Data to use
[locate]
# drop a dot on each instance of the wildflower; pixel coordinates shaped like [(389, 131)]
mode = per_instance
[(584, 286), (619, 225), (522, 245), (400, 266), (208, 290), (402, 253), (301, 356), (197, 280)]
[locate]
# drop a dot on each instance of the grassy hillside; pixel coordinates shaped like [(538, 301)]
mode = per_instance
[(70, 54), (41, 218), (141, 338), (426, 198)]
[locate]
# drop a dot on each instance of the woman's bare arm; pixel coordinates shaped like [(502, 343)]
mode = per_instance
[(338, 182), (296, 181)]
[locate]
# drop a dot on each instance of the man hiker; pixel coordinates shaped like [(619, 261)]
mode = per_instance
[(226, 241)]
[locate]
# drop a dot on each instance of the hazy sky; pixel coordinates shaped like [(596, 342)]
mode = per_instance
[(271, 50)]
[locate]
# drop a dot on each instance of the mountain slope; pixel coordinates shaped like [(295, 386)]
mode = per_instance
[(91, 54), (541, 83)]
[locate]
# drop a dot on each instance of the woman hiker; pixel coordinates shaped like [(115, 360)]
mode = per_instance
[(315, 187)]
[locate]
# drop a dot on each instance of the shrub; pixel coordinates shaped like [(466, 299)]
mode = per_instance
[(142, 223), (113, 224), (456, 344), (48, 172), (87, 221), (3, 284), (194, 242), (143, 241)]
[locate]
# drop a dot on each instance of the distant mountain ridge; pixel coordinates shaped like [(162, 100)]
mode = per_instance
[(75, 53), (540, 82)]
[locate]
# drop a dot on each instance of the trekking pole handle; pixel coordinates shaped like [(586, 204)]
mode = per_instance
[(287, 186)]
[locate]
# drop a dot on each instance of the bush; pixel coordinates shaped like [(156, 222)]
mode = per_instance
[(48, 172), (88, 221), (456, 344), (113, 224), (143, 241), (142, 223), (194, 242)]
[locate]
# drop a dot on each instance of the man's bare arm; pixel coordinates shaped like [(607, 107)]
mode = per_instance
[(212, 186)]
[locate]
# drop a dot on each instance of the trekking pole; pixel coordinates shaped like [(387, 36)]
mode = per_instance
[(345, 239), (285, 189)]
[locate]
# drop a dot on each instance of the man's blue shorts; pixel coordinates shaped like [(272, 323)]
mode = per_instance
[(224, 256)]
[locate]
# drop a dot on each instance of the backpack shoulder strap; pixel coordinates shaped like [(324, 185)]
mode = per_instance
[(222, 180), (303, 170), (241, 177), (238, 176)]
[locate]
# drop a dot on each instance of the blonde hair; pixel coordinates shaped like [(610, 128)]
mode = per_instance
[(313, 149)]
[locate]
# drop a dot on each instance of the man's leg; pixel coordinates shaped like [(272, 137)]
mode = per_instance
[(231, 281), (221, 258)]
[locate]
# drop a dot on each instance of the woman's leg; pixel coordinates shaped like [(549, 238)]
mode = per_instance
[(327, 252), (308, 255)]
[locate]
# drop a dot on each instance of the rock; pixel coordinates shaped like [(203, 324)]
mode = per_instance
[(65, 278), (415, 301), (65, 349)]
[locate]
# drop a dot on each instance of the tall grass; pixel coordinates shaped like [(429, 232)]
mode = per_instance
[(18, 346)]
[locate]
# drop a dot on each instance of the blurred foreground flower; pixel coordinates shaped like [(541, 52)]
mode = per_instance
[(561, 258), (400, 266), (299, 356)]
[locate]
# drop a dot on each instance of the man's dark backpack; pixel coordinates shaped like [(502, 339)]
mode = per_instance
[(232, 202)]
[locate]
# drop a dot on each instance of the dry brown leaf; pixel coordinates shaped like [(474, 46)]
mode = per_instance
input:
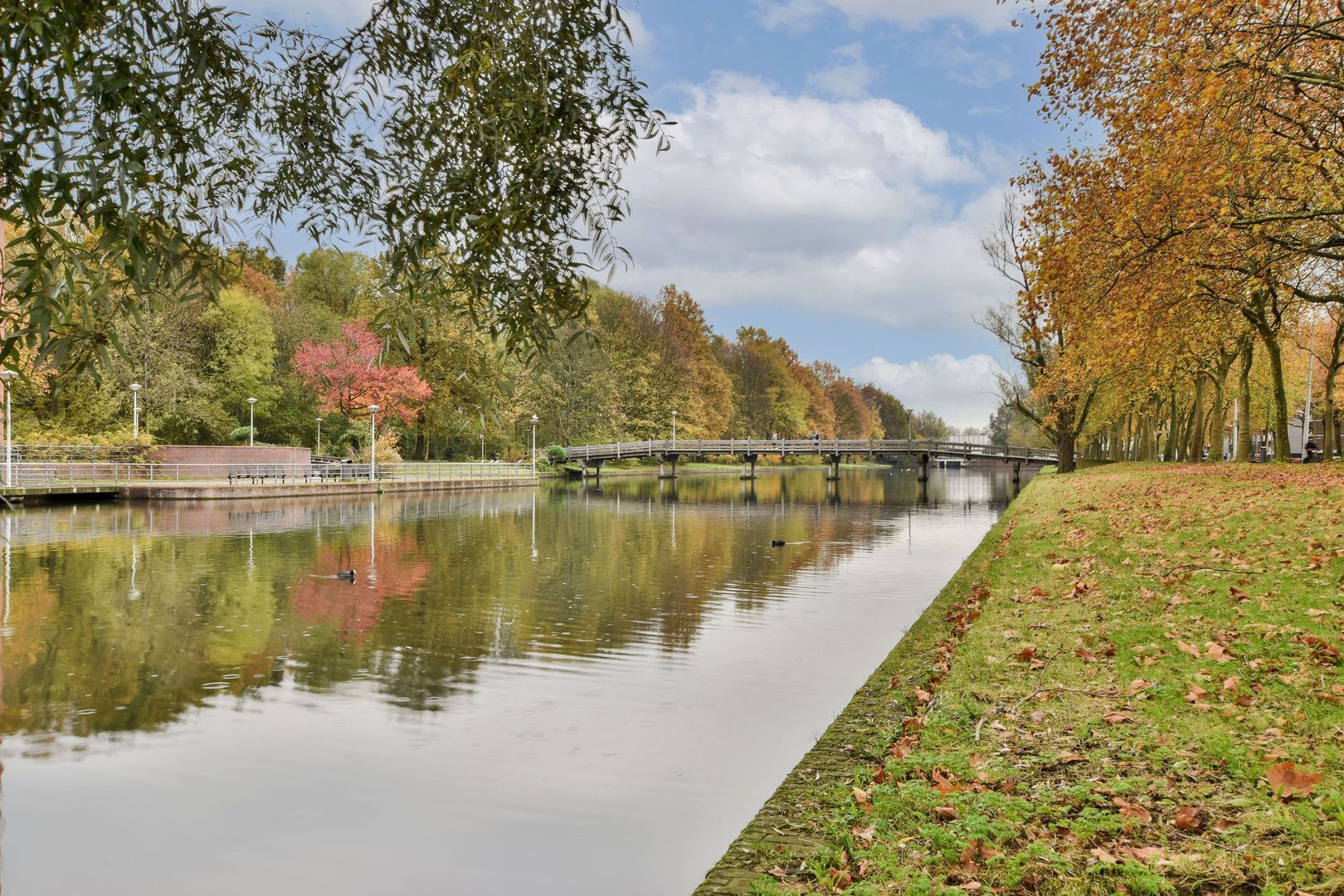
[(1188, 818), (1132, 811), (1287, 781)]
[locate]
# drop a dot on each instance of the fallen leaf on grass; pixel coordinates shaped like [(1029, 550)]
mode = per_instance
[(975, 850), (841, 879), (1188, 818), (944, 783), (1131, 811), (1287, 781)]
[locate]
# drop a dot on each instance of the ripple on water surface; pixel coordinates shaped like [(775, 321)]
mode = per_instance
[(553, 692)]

==

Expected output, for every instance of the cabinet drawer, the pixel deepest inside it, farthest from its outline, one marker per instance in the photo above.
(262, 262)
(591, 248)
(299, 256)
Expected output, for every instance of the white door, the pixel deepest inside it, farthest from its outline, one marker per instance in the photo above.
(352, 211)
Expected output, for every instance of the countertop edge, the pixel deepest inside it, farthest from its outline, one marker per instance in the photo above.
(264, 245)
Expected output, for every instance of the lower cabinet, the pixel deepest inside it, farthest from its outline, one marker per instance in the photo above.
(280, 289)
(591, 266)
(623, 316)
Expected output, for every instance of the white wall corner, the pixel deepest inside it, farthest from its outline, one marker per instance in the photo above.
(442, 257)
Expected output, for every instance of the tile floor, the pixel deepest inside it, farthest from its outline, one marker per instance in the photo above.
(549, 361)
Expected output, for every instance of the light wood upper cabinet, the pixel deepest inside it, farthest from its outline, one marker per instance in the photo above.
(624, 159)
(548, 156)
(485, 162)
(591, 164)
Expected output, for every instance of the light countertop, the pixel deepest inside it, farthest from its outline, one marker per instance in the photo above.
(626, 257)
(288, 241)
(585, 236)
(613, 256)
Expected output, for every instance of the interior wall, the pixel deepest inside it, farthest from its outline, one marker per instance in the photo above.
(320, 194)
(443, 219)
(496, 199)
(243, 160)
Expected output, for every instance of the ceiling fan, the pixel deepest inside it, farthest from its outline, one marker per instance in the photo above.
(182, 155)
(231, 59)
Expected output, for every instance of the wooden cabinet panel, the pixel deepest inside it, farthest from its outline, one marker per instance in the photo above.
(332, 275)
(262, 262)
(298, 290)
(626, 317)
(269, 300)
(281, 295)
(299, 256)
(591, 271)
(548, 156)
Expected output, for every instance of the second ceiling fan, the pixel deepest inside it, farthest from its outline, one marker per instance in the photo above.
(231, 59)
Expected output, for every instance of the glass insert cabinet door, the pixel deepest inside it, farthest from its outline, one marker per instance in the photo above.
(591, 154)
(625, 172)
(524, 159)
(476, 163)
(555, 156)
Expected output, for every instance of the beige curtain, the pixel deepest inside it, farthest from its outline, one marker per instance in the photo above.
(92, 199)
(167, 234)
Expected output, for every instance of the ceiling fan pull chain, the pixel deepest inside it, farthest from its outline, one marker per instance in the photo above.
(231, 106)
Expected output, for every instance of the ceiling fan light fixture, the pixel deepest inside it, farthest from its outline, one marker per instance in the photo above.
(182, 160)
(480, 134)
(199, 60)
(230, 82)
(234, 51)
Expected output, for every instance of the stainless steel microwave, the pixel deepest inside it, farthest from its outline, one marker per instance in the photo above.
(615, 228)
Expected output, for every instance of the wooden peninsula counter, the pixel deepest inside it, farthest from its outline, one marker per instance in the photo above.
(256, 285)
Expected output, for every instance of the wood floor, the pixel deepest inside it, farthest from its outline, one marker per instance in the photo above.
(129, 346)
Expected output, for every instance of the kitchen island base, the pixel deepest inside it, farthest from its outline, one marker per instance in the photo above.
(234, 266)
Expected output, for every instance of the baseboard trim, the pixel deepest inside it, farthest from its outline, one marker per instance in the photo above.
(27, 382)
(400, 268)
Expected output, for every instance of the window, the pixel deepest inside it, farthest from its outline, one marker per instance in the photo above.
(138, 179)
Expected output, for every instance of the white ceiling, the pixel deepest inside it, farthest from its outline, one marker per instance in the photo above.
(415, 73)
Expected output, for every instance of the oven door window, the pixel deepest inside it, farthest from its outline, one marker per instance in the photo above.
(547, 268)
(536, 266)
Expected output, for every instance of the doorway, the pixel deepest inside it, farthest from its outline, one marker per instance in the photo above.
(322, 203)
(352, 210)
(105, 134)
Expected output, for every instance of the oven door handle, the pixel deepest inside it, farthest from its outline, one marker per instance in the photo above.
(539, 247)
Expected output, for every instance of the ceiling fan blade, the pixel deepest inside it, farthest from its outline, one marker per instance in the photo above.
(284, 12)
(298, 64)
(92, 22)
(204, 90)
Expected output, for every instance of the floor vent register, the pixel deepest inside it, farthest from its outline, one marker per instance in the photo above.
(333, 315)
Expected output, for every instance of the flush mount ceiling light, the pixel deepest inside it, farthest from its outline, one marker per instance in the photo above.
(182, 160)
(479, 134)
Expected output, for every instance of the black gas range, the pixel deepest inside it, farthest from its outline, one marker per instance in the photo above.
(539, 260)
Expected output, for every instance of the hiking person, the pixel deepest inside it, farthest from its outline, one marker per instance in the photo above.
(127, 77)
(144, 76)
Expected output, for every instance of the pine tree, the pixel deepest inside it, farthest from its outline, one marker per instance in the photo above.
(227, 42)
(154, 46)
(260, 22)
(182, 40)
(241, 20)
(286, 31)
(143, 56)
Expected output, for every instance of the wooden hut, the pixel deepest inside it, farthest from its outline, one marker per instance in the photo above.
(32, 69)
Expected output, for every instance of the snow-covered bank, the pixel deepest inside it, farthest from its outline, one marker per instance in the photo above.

==

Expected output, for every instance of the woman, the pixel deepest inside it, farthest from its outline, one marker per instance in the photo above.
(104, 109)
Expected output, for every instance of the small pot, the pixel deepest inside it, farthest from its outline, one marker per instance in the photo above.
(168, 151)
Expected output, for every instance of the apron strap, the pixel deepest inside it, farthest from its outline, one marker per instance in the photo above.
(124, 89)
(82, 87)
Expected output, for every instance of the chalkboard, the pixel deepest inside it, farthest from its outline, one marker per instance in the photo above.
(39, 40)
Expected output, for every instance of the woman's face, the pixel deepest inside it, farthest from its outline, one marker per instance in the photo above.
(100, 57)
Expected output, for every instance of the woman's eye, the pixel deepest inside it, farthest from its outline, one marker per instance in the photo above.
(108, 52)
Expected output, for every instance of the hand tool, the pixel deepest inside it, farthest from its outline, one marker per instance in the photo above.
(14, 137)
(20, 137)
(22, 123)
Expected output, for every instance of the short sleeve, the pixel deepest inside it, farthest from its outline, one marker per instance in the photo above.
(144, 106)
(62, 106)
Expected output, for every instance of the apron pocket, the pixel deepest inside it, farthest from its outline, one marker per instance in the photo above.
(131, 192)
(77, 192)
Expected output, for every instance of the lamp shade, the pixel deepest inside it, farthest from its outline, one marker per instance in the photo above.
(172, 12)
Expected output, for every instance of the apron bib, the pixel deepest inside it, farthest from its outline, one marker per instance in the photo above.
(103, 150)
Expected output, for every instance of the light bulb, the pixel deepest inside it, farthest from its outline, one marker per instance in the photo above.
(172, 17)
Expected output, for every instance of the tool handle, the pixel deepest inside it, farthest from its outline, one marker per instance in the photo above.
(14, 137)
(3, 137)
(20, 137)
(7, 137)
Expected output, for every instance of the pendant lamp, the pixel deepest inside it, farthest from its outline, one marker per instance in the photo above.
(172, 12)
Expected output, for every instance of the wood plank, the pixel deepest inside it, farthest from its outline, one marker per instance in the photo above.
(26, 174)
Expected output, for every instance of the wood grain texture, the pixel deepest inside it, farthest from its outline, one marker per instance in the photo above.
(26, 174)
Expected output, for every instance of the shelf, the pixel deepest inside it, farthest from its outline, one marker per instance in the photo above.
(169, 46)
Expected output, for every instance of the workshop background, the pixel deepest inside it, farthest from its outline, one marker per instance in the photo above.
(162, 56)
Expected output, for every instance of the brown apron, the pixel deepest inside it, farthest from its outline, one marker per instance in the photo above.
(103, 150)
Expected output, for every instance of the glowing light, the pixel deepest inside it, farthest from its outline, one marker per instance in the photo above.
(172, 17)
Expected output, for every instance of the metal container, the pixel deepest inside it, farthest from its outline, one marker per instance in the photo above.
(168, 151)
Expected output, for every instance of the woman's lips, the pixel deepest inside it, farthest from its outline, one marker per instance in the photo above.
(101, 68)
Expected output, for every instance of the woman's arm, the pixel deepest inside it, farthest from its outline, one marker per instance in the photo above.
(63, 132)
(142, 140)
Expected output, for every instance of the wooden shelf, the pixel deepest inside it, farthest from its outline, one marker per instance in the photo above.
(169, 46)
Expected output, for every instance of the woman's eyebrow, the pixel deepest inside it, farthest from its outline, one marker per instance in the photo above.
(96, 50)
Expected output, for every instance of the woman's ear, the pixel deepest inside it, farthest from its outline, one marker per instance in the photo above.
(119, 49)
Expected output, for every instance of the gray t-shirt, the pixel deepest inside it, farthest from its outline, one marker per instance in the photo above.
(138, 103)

Given exercise
Update the listing starting at the line containing "fan blade, the" and ending at the line containing "Expected output, for every instance of the snow-covered": write those lines out again with "pine tree" changed to "spruce tree" and nothing else altered.

Result below
Expected output, for every instance of the ceiling fan blade, the pixel deepest inside it, farthest from its outline, one marker per instance in the photo above.
(284, 12)
(298, 64)
(92, 22)
(204, 90)
Expected output, for every instance of the floor vent register, the pixel deepest inside it, farthest from its outline, one marker per instance in the photo above.
(333, 315)
Expected output, for every instance of the flush mount ceiling light, the pixel deepest inside it, farthest from its outline, one marker per instance in the photo above.
(182, 160)
(479, 134)
Expected output, for every instance of the black gas range, the pixel deepest inside it, farthest from its outline, one marker per instance in the photo above.
(539, 260)
Expected output, for every instance of the hiking person, the pixel deepest inside it, farthest from its outline, one marker per instance in the photo above.
(127, 77)
(144, 76)
Expected output, for every instance of the spruce tree, the pixel deepest inside it, farthest from its outline, one marker per instance in the photo above.
(227, 42)
(154, 46)
(260, 22)
(182, 40)
(241, 20)
(286, 31)
(143, 56)
Expected output, for every instance of the wooden hut, the pixel deepest inside it, farthest from its outline, one marker per instance in the photo above.
(32, 69)
Expected output, for every instance of the snow-covered bank, the pixel deepest inside it, farthest from its outline, one marker per instance in the photo above.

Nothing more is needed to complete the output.